■ INSTRUCTIONS FOR THE TASK
Your task is to print all of the data word for word.

■ DATA EXTRACT
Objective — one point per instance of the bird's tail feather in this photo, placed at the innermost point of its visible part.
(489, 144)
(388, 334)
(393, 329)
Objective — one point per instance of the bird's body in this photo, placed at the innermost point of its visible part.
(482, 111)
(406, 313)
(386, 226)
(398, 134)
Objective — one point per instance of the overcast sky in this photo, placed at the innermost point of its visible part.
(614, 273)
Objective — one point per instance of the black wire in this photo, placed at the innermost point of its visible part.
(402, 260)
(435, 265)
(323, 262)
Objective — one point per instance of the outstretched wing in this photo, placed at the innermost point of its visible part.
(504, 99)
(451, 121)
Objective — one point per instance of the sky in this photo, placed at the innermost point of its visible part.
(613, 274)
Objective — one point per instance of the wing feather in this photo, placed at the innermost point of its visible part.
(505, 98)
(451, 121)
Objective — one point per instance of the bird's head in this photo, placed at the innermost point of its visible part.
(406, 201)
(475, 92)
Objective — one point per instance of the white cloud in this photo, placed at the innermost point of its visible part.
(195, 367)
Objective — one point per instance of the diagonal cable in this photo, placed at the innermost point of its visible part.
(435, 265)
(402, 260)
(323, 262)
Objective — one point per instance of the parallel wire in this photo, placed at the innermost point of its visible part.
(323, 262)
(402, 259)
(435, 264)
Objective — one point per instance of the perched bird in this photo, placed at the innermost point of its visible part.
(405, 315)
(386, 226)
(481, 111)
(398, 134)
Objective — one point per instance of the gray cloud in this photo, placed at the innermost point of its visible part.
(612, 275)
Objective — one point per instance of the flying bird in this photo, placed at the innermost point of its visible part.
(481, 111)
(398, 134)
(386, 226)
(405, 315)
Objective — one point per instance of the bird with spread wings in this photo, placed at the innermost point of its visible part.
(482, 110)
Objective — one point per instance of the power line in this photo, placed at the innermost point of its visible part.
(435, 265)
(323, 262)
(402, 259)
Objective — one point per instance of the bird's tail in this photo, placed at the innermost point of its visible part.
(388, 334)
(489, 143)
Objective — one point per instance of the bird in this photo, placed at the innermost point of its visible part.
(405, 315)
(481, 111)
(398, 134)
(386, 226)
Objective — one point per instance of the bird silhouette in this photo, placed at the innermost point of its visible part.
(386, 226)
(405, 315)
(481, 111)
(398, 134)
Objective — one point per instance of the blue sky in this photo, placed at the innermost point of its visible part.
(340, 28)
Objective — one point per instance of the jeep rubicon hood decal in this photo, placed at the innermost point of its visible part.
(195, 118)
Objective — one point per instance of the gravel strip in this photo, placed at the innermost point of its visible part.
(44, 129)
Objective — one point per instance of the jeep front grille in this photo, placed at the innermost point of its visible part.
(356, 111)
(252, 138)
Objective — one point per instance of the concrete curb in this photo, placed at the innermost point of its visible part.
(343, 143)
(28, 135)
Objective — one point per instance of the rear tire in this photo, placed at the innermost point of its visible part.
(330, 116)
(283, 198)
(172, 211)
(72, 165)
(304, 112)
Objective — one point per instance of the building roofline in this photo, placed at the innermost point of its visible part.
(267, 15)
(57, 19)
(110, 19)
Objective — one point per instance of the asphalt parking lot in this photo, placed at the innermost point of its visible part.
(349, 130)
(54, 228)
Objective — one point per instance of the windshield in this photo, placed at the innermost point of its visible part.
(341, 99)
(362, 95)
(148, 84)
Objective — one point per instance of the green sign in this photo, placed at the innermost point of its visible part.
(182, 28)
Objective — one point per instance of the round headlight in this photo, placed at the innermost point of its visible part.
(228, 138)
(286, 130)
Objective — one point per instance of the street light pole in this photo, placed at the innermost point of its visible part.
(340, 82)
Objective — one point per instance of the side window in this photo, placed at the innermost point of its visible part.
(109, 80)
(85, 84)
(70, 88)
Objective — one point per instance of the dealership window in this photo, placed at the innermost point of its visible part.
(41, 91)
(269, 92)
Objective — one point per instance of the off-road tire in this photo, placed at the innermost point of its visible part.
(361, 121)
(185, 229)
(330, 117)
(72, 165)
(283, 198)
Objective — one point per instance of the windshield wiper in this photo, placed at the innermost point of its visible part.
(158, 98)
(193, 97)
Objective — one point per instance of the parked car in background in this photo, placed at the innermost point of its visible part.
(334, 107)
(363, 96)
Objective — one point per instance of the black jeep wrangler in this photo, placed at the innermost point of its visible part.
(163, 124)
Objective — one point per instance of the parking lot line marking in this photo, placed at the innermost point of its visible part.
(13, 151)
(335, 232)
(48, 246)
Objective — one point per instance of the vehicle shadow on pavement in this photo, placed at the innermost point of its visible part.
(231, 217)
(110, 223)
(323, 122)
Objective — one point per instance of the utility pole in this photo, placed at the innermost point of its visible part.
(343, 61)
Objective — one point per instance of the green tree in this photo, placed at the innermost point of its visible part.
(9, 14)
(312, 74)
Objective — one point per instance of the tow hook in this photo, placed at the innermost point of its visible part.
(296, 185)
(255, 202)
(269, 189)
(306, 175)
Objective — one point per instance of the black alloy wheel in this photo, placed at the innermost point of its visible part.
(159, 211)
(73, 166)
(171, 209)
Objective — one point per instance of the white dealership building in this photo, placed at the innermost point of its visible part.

■ WORKED SOLUTION
Objective — one point per instance of the bird's tail feather in this photo, placed at the innermost point of its visible part.
(489, 144)
(388, 334)
(393, 329)
Objective — one point per instance of the bird's body in this photo, placed at the innermost point of its visible part.
(482, 111)
(406, 313)
(386, 226)
(398, 134)
Objective — one point per instance of the overcast sky in this photo, placed at the innermost point of its visible part.
(614, 273)
Objective — one point per instance of the black wire in this photo, placed at the innermost point of its visible part.
(402, 260)
(435, 265)
(323, 262)
Objective — one point per instance of the outstretched wing in this photo, placed at the innermost point of its visible part.
(504, 99)
(451, 121)
Objective — one point per instance of the sky in this photo, placed at the innermost point of its visible part.
(613, 274)
Objective — one point per instance of the wing feather in this photo, placed at the innermost point of its visible part.
(505, 98)
(451, 121)
Objective — one point per instance of the bird's head in this photo, placed at the innermost point of its visible part.
(406, 201)
(475, 92)
Objective — one point per instance of the white cloud in this photo, placed at the innermost point of its visible part.
(195, 367)
Objective — one point per instance of the diagonal cable in this photo, placed at the innermost point of its visible part.
(435, 265)
(402, 260)
(323, 262)
Objective — one point per instance of the parallel wire in this photo, placed at the innermost point of its visible part.
(323, 262)
(402, 259)
(435, 264)
Objective — one point per instance of the perched bird in this photo, placed at the innermost point of its visible part.
(405, 315)
(386, 226)
(481, 111)
(398, 134)
Objective — one point per instance of the gray cloud in this photo, placed at the innermost point of its visible part.
(612, 275)
Objective — one point per instance of the flying bird in this photo, placed at the innermost point of its visible part.
(481, 111)
(398, 134)
(386, 226)
(405, 315)
Objective — one point per instance of the bird with spread wings in this photo, placed at the innermost point of its visible part.
(482, 110)
Objective — one point per instance of the power line in this photo, placed at the innermost point of its visible part.
(435, 265)
(323, 262)
(402, 259)
Objective — one point per instance of the bird's tail in this photo, placed at the innermost point of its visible part.
(388, 334)
(489, 143)
Objective — one point per instance of the bird in this photo, placed at the innermost point of its visible part.
(405, 315)
(481, 111)
(398, 134)
(386, 226)
Objective — one point per instance of the bird silhouette in this photo, placed at the innermost point of its visible part.
(386, 226)
(405, 315)
(481, 111)
(398, 134)
Objective — one point per instance of the blue sky in this photo, placed at the innermost point of its visible part.
(340, 28)
Objective — one point per instance of the jeep rubicon hood decal in this photo, placed at the innermost point of its visible part.
(195, 118)
Objective — one point per instance of the gravel strip in this photo, placed at the innermost point of its visible part.
(44, 129)
Objective — one point per instance of the jeep front grille in this photo, placed at the innermost point of its visible part.
(356, 111)
(252, 138)
Objective — one point per instance of the concrete curb in this photo, placed at the innermost point of its visible part.
(343, 143)
(28, 135)
Objective — one point per instance of the rear tire in this photo, placed at the innermost point of its visible part.
(330, 116)
(283, 198)
(172, 211)
(72, 165)
(304, 112)
Objective — one point per instance of the building roofline in this photo, placed at the innermost point of its visible part.
(267, 15)
(57, 19)
(110, 19)
Objective — one point per instance of the asphalt parking lot in this photo, placed at the innermost point of its visible part.
(349, 130)
(54, 228)
Objective — one point per instance of the windshield in this photo, placed at the innermost point of its visible part.
(341, 99)
(362, 95)
(148, 84)
Objective — one point per instance of the green sign in this photo, placed at the innermost point of its visible part.
(182, 28)
Objective — one point per instance of the round headlight in this photo, placed at the innermost point of its visible part.
(228, 138)
(286, 130)
Objective — one point per instance of the street light pole in this photo, placed at the innermost point of its visible part.
(340, 82)
Objective — one point per instance of the side window in this photo, placed at the innermost point of its visible part.
(109, 80)
(85, 84)
(70, 88)
Objective — one point per instance of the dealership window in this photo, placed at the innermost point of its visible part.
(41, 91)
(269, 92)
Objective — one point per instance of the off-road tire in this photo, placed at the innermost point of its visible part.
(361, 121)
(185, 229)
(330, 117)
(72, 165)
(283, 198)
Objective — one point per instance of the windshield wiper in this photo, placed at the innermost point of its visible part.
(158, 98)
(193, 97)
Objective — one point per instance of the parked car in background in this photo, placed at the innermost point of its visible part.
(334, 107)
(363, 96)
Objective — one point per instance of the black jeep wrangler in this photo, placed at the innermost point of its visible part.
(163, 124)
Objective — one point per instance of the parking lot line marking in this photo, placed at the innermost point of its visible part.
(13, 151)
(335, 232)
(48, 246)
Objective — one point per instance of the vehicle shadow on pavement in this photo, placed at the innermost point of its visible part.
(231, 217)
(110, 223)
(323, 122)
Objective — one point per instance of the utility pole in this photo, placed at the innermost point of its visible part.
(343, 61)
Objective — one point per instance of the green tree in this photo, placed at the innermost point of its visible part.
(9, 14)
(312, 74)
Objective — one point per instance of the tow hook in this photo, placed at the innermost point of its visible part.
(296, 185)
(255, 202)
(269, 189)
(306, 175)
Objective — one point per instance of the black alloy wheel in this photo, placed at the innermost point of its visible part.
(159, 211)
(73, 166)
(171, 209)
Objective — one point per instance of the white dealership building in this photo, placed at the innermost point of its visible part.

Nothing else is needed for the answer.